## What to work on
Return each line of the material below that contains the word "Note", copied without changes.

## Material supplied
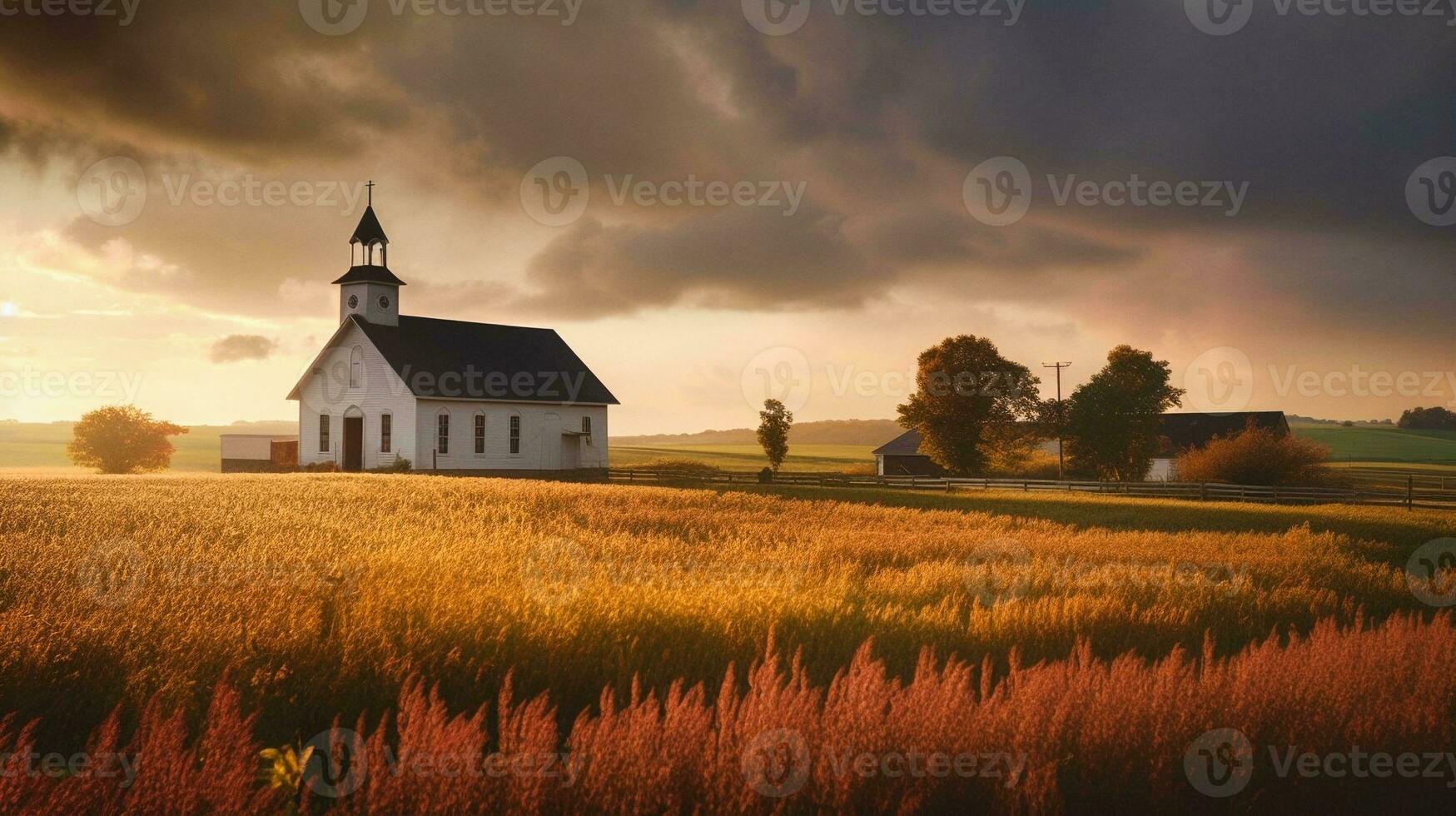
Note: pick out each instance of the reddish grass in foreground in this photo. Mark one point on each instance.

...

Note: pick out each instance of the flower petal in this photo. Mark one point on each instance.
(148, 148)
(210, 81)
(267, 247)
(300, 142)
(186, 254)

---

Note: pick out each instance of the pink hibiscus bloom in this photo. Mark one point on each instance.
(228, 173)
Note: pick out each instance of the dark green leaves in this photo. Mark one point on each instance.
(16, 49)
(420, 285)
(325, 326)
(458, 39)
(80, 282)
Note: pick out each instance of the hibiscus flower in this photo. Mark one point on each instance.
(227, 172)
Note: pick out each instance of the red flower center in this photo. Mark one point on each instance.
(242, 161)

## Response
Note: pick out each instance of the reddish grass in foreground in this photo. Mark one point on each instance.
Note: pick out each instance of the flower petal in this photo. Mark one point on each instance.
Note: pick out each instance of the pink hibiscus bloom in this photo. Mark one point on each instance.
Note: pick out each instance of the dark green leaves in this photo. Mark one point on each instance.
Note: pick out each instance of the hibiscus flower in this photo. Mark one point on each instance.
Note: pick out each instance of the red flower center in this photo. Mark one point on each instance.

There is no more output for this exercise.